▸ **What to produce**
Write out exactly the lines running from the line that includes "Class, indicate each instance of the spotlight" to the end of the data, both ends included, and nothing besides.

Stored records:
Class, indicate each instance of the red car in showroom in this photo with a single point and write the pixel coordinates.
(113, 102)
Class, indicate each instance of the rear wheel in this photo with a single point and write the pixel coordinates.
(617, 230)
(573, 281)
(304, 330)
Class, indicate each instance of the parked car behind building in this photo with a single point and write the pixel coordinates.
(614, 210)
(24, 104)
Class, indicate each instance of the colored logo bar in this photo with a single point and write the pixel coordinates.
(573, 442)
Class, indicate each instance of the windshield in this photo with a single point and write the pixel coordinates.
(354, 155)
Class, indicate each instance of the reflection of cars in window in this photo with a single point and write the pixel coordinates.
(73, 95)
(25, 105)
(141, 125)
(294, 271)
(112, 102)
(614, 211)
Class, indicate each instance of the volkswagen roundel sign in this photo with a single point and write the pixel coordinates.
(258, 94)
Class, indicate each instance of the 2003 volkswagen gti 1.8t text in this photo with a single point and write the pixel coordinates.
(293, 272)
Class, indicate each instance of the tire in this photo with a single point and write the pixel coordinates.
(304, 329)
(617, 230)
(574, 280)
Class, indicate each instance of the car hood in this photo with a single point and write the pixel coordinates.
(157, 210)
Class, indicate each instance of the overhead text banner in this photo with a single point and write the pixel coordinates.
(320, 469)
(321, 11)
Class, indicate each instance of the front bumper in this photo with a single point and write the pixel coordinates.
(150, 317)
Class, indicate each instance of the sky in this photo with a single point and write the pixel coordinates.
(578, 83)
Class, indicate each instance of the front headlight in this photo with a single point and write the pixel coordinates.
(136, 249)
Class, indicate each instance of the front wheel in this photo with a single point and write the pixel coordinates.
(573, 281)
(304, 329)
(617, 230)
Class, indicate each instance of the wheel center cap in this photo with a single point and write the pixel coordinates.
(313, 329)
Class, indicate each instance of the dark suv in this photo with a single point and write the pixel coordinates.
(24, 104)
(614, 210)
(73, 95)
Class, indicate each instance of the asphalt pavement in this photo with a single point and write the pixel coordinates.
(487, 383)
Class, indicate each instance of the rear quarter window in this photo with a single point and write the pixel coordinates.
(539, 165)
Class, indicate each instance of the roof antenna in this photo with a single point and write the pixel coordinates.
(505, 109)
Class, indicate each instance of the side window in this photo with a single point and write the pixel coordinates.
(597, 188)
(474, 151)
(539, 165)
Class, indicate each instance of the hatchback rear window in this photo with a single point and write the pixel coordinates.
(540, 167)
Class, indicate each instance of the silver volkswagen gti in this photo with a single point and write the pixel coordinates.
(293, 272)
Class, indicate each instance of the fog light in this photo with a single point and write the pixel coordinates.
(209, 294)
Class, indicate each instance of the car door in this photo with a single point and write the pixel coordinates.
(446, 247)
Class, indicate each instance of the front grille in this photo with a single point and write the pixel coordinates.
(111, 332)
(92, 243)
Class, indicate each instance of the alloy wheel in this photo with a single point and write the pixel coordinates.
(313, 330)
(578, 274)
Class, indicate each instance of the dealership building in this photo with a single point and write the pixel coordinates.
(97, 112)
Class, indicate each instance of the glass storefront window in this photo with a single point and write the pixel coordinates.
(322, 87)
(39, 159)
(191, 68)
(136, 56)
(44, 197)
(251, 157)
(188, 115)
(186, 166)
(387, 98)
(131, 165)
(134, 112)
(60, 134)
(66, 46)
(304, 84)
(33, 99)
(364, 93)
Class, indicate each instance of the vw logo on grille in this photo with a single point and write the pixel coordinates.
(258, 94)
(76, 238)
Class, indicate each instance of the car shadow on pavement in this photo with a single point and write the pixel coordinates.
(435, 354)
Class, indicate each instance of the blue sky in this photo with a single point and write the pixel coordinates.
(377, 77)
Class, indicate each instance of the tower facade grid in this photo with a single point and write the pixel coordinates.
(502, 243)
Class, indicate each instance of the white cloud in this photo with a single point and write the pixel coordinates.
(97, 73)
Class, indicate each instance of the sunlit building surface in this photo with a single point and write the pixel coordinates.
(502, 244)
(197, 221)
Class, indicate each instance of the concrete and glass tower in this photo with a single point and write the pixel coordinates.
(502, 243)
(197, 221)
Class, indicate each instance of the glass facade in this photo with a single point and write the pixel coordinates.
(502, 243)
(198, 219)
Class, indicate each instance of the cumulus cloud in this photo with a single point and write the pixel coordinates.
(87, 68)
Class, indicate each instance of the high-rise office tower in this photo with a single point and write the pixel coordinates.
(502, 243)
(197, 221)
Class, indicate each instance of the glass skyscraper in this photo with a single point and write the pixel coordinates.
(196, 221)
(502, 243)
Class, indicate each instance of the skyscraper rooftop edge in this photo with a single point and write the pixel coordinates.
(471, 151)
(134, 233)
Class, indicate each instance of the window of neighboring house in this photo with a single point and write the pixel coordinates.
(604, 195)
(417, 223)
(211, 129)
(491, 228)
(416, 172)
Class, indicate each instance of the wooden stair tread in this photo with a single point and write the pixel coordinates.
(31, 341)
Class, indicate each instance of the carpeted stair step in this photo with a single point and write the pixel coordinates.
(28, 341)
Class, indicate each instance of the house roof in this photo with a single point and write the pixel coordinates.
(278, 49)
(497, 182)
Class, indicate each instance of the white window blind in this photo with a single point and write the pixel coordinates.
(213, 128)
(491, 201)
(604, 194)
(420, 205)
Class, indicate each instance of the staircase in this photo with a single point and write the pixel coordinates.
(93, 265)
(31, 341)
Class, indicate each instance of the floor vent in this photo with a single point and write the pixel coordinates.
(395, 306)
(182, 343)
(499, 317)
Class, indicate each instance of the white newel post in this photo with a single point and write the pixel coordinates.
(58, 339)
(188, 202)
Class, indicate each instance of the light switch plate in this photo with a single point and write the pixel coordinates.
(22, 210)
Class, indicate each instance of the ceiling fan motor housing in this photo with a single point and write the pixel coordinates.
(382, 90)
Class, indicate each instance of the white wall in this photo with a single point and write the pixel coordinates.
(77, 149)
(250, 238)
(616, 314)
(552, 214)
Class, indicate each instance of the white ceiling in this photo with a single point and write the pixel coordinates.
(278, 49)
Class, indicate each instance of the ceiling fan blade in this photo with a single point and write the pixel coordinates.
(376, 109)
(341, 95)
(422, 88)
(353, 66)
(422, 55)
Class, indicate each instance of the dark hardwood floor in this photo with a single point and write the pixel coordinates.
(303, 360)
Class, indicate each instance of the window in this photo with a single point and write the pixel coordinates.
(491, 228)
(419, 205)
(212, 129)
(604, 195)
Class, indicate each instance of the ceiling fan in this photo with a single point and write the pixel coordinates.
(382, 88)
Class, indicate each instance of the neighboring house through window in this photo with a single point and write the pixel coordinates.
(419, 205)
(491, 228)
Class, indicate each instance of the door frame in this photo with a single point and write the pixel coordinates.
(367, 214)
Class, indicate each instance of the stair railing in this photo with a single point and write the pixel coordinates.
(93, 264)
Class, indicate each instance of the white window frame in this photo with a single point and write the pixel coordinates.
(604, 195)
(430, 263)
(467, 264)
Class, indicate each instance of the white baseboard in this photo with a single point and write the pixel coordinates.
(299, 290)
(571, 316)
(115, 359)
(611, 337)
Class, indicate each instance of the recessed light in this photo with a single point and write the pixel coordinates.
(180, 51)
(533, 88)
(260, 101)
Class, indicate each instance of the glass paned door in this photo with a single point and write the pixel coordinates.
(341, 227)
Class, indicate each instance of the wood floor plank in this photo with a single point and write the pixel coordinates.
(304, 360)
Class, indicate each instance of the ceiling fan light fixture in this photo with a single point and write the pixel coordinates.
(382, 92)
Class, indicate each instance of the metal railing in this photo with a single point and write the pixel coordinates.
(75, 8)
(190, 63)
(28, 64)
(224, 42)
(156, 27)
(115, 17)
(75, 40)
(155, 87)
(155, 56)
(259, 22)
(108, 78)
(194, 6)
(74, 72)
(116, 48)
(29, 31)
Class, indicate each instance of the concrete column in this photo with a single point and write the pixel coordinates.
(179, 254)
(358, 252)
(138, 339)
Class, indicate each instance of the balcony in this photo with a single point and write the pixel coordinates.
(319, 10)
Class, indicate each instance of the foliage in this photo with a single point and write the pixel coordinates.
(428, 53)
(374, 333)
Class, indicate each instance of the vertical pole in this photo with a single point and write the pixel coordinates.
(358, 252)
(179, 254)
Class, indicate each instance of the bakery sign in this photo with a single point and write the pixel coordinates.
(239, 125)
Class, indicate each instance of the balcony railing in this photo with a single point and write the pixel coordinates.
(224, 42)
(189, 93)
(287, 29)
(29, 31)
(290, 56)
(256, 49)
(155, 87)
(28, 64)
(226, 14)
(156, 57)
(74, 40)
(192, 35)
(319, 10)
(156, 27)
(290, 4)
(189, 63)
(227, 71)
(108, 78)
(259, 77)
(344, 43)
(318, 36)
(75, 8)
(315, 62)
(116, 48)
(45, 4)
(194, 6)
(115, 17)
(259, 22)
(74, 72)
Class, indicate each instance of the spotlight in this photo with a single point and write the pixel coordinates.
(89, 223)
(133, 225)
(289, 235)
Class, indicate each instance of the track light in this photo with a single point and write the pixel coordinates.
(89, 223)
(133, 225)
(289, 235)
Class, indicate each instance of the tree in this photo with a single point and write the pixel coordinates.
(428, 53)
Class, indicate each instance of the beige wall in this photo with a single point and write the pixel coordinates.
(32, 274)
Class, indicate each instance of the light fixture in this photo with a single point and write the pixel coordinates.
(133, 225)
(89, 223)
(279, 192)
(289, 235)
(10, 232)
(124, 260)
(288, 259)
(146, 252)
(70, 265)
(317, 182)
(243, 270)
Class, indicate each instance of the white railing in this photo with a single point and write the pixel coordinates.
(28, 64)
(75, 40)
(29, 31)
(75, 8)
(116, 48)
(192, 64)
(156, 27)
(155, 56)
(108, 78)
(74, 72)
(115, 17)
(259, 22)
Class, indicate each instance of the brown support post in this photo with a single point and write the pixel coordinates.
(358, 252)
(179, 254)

▸ **Exercise answer**
Class, indicate each instance of the spotlight in this photo with a single point and write the pixel coordinates.
(89, 223)
(133, 225)
(289, 235)
Class, indicate each instance of the track light in this photo with a single point and write the pixel coordinates.
(89, 223)
(133, 225)
(289, 235)
Class, indicate each instance of the tree in this photo with a single point and write the pixel coordinates.
(428, 53)
Class, indicate each instance of the beige wall in this photo with a single point and write the pixel coordinates.
(32, 274)
Class, indicate each instance of the light fixture in this photo with a single point and write the pixel coordinates.
(133, 225)
(89, 223)
(279, 192)
(289, 235)
(10, 232)
(124, 260)
(288, 259)
(146, 252)
(70, 265)
(317, 182)
(243, 270)
Class, indicate each instance of the white railing in this photo with a single point and write the pixel coordinates.
(28, 64)
(75, 40)
(29, 31)
(75, 8)
(116, 48)
(192, 64)
(156, 27)
(155, 56)
(108, 78)
(74, 72)
(115, 17)
(259, 22)
Class, indicate each instance of the brown support post in this photo with a single point and write the pixel coordinates.
(358, 252)
(179, 254)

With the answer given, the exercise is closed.